Objectif énoncé A:
Répondez à ces questions sur le texte consacré à la révolution serbe :
(i) En quelle année commencent les soixante années de la révolution serbe ?
(ii) Quels deux personnages sont nommés pour leurs aventures ?
(iii) Quelles années séparent le récit de M. Ranke de l'enquête de M. Kanitz ?

Page:
::::::::

Ainsi de 1829 à 1868, du dramatique récit de M. Ranke à l’enquête si détaillée de M. Kanitz, en y joignant les travaux publiés dans l’intervalle, nous pouvons étudier à l’aise toutes les périodes de cette histoire. Par un singulier privilége, ces soixante années de la révolution serbe, qui commencent à 1804, ont de quoi intéresser les esprits les plus divers. À ceux qui aiment les âmes exaltées, les passions violentes, les horreurs mêmes de la barbarie mêlée à l’enthousiasme, quel sujet signalerait-on qui vaille les aventures de Kara-George et de Milosch ? Les politiques, on l’a vu par ce qui précède, seraient bien malavisés, s’ils négligeaient de surveiller le peuple serbe,, de seconder et de régler sa marche, de savoir enfin par une étude continuelle quelles chances de péril ou de secours l’état des Obrenovitch peut apporter à la diplomatie de l’Occident. Voilà de grands motifs d’étude, ce ne sont pas les seuls. Il en est un autre, non pas plus élevé, mais, plus désintéressé, d’un ordre plus calme et plus philosophique. L’érudition créatrice de nos jours, en plus d’une œuvre excellente, s’est appliquée à retrouver les élémens des cités primitives, à reconstruire pierre à pierre ces édifices vénérables, à évoquer cette série de transformations d’où naissaient la grande famille et la grande amitié, la patrie. Eh bien ! ce tableau que la science est obligée d’arracher à des textes mutilés, le voici vivant sous nos yeux.

::::::::

[Entrées de pointage d'objets nommés]
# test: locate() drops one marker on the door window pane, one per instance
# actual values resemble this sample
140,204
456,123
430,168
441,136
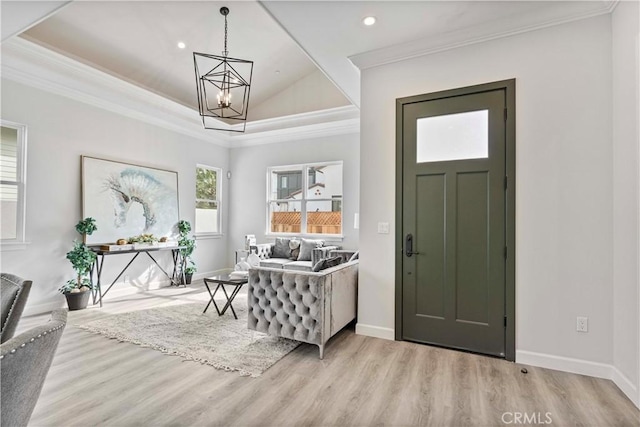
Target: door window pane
453,137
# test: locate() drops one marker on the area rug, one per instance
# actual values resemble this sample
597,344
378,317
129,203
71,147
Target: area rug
219,341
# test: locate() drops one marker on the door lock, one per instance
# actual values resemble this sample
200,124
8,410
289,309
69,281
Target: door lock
408,245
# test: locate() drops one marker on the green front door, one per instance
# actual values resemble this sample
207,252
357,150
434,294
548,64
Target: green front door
454,220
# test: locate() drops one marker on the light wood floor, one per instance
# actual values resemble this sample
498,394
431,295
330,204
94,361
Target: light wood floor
362,381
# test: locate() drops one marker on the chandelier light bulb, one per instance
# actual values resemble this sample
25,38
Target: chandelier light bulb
369,20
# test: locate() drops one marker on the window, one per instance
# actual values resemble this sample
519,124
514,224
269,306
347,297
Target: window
12,182
208,218
305,199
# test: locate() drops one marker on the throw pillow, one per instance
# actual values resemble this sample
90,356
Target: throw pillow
326,263
281,248
294,246
319,265
306,248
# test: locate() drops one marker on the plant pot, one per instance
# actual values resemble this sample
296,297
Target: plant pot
77,300
187,278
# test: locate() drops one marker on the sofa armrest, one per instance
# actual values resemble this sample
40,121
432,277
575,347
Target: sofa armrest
321,253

::::::::

Objectif énoncé B: Reproduisez sans rien changer la partie des entrées qui s'ouvre sur la ligne contenant « # test: locate() drops one marker on the sofa » et se ferme à la fin des entrées, ces deux limites comprises.

Résultat A:
(i) En 1804.
(ii) Kara-George et Milosch.
(iii) De 1829 à 1868.

Résultat B:
# test: locate() drops one marker on the sofa armrest, one per instance
# actual values resemble this sample
40,121
432,277
575,347
Target: sofa armrest
321,253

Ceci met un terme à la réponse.